Recorded data:
◆ ◆ ◆ ◆ ◆

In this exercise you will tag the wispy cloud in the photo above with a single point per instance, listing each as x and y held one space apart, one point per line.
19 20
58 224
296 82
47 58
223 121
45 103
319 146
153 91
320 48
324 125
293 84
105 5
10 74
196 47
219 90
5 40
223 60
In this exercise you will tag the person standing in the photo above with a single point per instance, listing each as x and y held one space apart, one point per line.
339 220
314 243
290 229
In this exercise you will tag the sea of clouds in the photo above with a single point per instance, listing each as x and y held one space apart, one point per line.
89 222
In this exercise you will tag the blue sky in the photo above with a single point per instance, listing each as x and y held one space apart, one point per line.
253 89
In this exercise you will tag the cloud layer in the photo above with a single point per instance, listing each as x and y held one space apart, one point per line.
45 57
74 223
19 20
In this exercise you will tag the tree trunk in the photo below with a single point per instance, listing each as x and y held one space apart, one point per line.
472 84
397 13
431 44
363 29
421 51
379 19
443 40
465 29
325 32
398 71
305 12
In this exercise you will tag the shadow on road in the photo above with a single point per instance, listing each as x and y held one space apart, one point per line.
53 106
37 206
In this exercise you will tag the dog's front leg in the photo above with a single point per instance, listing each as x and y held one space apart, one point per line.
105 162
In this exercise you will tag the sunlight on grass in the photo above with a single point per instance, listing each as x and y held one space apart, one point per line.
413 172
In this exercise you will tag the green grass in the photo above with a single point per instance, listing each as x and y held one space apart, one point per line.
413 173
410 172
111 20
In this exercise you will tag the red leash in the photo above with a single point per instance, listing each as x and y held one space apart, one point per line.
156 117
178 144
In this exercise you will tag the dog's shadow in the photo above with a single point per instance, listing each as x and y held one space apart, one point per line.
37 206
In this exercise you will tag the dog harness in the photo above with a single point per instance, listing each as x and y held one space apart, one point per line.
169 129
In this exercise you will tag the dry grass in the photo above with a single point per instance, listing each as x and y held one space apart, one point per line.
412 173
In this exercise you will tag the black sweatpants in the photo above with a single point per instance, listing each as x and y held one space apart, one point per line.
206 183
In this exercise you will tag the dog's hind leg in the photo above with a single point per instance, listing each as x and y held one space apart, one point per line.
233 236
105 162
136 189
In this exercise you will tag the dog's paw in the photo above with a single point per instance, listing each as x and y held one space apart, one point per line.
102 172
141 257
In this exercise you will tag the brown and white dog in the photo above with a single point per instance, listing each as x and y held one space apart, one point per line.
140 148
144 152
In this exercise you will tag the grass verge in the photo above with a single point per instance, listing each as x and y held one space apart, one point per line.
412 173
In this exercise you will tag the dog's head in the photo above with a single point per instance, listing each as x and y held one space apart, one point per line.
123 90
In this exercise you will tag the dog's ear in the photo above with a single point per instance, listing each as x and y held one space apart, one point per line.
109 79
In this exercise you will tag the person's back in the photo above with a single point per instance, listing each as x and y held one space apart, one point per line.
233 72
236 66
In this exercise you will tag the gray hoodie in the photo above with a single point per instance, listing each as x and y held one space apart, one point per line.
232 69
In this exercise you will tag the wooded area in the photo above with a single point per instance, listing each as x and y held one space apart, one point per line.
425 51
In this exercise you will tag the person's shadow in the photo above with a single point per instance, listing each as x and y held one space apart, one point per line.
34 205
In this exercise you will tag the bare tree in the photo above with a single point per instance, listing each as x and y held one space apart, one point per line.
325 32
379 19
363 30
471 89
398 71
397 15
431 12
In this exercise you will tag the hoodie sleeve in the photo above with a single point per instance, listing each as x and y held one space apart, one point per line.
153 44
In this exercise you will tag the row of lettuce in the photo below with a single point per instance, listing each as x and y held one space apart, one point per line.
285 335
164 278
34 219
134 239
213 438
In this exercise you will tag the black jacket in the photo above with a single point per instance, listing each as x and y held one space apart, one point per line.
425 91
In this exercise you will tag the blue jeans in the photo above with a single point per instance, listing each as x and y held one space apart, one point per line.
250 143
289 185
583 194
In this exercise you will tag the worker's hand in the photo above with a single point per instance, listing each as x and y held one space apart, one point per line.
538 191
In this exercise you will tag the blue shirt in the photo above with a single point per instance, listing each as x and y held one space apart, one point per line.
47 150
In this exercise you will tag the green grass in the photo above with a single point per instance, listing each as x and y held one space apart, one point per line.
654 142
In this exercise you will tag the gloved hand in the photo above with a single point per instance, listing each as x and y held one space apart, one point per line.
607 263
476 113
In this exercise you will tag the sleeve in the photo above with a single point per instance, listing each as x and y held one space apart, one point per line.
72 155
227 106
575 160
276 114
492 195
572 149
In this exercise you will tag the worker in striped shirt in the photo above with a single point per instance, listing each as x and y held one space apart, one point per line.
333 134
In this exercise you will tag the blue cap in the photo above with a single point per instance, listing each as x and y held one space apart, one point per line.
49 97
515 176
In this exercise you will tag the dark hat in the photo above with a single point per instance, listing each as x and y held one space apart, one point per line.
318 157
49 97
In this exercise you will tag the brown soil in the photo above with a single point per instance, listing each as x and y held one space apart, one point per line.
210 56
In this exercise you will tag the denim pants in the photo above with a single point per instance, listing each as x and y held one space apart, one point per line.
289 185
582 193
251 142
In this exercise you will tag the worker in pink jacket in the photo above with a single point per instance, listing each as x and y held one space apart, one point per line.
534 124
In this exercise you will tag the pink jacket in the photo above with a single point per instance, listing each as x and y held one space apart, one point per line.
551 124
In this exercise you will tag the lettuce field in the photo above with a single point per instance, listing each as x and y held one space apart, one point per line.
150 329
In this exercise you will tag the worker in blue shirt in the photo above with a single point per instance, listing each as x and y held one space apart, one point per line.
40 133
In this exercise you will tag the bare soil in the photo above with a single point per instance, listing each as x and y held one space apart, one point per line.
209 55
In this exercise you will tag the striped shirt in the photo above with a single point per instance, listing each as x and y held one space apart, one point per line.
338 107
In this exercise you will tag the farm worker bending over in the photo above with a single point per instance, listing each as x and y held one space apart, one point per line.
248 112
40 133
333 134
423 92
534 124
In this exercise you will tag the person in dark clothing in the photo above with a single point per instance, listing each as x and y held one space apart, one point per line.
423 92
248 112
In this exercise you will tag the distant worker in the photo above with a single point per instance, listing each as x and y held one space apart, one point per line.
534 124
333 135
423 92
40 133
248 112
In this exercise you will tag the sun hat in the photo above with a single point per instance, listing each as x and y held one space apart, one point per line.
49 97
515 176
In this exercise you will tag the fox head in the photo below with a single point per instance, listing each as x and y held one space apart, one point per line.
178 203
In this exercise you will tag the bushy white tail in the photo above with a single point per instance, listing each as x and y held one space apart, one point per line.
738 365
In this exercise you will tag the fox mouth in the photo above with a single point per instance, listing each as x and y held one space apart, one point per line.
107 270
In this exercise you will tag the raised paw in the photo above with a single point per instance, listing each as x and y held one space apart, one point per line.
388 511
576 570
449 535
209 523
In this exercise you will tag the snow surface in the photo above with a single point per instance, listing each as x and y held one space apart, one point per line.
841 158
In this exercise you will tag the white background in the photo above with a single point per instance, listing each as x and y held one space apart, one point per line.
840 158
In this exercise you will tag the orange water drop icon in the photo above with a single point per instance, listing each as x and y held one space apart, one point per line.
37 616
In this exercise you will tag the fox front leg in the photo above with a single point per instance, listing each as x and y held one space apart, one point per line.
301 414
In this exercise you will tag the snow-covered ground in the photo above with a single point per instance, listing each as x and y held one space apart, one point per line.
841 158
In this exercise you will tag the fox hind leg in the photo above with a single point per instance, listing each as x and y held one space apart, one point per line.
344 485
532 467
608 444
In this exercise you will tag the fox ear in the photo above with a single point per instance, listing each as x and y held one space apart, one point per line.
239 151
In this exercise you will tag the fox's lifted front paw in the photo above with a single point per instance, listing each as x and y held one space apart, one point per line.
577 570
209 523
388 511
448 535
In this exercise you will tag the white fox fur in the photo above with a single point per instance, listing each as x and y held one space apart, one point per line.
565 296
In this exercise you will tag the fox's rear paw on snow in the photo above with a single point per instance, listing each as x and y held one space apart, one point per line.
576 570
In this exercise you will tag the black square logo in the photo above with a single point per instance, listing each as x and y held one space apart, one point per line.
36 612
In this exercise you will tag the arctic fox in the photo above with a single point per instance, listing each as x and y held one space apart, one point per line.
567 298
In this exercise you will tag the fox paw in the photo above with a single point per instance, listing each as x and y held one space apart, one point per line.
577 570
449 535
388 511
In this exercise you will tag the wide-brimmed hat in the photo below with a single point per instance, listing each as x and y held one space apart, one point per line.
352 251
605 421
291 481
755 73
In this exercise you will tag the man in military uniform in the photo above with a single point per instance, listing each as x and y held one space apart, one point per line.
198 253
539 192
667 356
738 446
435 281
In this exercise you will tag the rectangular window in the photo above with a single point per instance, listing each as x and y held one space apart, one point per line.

◆ ◆ ◆ ◆ ◆

The line containing "In this exercise you will tag the white fox" and every line after it, through the last one above, should be written out word for word.

§ **Task result**
In this exercise you will tag the white fox fur in the photo above with a single point per instance, listing each as x and y held one space apart, one point per line.
565 296
In this exercise you will tag the fox's rear paw on snow in the photo above with a single point per instance, listing each as x and y held one space apart, one point per line.
576 570
In this exercise you will tag the black square logo in the photo above with a single point per instance, listing each as x and y held one space apart, one point per line.
36 612
In this exercise you will tag the arctic fox in the photo above with a single point per instance, listing each as x and y held one space apart, one point per line.
567 298
In this exercise you will tag the fox paw in the photo above with a single point per instance, listing each as x and y held one space apart, one point per line.
577 570
449 535
388 511
In this exercise you will tag the wide-brimmed hat in the photo below with a single point per instance, listing each as x and y held one space apart, one point per line.
352 251
605 421
291 481
755 73
In this exercise you will tag the man in military uniform in the photo above with a single point per instance, listing each as x and y held one space apart, one point per line.
198 253
539 192
667 356
738 446
435 281
In this exercise you will tag the rectangular window in the photo above with a single point per instance, listing each as x and y held one space apart, one point per line.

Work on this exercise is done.